= Exercise task =
Pick up the book review of The Gospel of Loki after its final sentence and carry it on in the same chatty first-person voice.

= Provided text =
○ ○ ○ ○ ○ ○ ○

Hello humans! Remember just yesterday when we looked at the year of ALL THE RETELLINGS? Well, I have one to add to the pile. Joanne Harris’ The Gospel of Loki is a retelling of Norse mythology from the perspective of everyone’s favourite god of Chaos, Loki. I was lucky enough to be approved to read the ‘sequel’ The Testament of Loki on NetGalley so I thought I probably ought to read this one first so I grabbed myself a Kindle edition and got to reading!
Loki, that’s me.
Loki, the Light-Bringer, the misunderstood, the elusive, the handsome and modest hero of this particular tissue of lies. Take it with a pinch of salt, but it’s at least as true as the official version, and, dare I say it, more entertaining.
So far, history, such as it is, has cast me in a rather unflattering role.
Now it’s my turn to take the stage.
With his notorious reputation for trickery and deception, and an ability to cause as many problems as he solves, Loki is a Norse god like no other. Demon-born, he is viewed with deepest suspicion by his fellow gods who will never accept him as one of their own and for this he vows to take his revenge.
From his recruitment by Odin from the realm of Chaos, through his years as the go-to man of Asgard, to his fall from grace in the build-up to Ragnarok, this is the unofficial history of the world’s ultimate trickster.
I love a retelling, but it can get a little stagnant reading fairy tale retellings all the time so it was very refreshing to read a retelling of Norse mythology. I thought that Loki as a narrator was exceptionally voiced, you got such a strong sense of his outsider nature and it made him feel like more than just a god revelling in mischief, you get a better sense of his nature, of his motivations and his complexities.
I should say, I’m going to use ‘he’ as a pronoun for Loki because I think this fits this book best, however, I am aware that a lot of people choose to see Loki as more of a gender-neutral character. In this book, Loki spends most of the story in a ‘male aspect’ so I hope I’m not incorrect in using this pronoun for this particular retelling.

○ ○ ○ ○ ○ ○ ○

= Information supplied =

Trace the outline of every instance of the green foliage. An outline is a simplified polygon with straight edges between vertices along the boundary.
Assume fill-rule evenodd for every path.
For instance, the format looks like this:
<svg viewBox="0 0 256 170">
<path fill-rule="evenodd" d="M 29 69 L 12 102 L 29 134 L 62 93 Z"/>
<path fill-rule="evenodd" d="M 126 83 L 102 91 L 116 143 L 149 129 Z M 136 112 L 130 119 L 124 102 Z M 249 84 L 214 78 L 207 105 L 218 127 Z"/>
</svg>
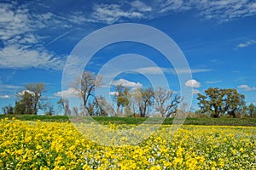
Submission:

○ ○ ○ ○ ○ ○ ○

= Reply to the task =
I’m quite familiar with a lot of Norse mythology, largely because I absorbed mythology like a sponge when I was younger, but also because I recently read Neil Gaiman’s Norse Mythology which was a good top up. I was familiar with all of the different stories in this volume, there weren’t any surprises. What I thought was really exceptional was the way in which Harris weaves these usually disparate stories into a full narrative, connecting events that would normally be divided into set stories in other compilations. This is a novel, one with a clear beginning, middle and end, and yet it somehow also manages to be a collection of Norse myths. Impressive to say the least.
I should say, if you have any particular affection for any Norse gods other than Loki, don’t expect to see them get a glowing recommendation in this book. The side effect of this ‘outsider’ perspective is that pretty much all of the gods seem fairly terrible. This does lead to some amusing observations, and it is nice to see all-powerful deities being ridiculed every once in a while, we all like to see people being taken down a peg or two.
As I say, Loki’s voice is incredibly well placed, he could easily have come off as a petulant child or as a totally unrelatable pain in the butt, but Harris manages to strike a happy balance where you know he’s being horrible but you also can’t help but think that he’s right.
If you know Norse mythology well or if you’re brand new I think you will enjoy this retelling. Harris manages to create a cohesive story of the Norse myths and gives a new spin on pretty much every character. I would highly recommend grabbing a copy!
My rating: 4/5 stars
All opinions are my own.
What say you? Which characters from Norse mythology are your favourites? Let me know in the comments below!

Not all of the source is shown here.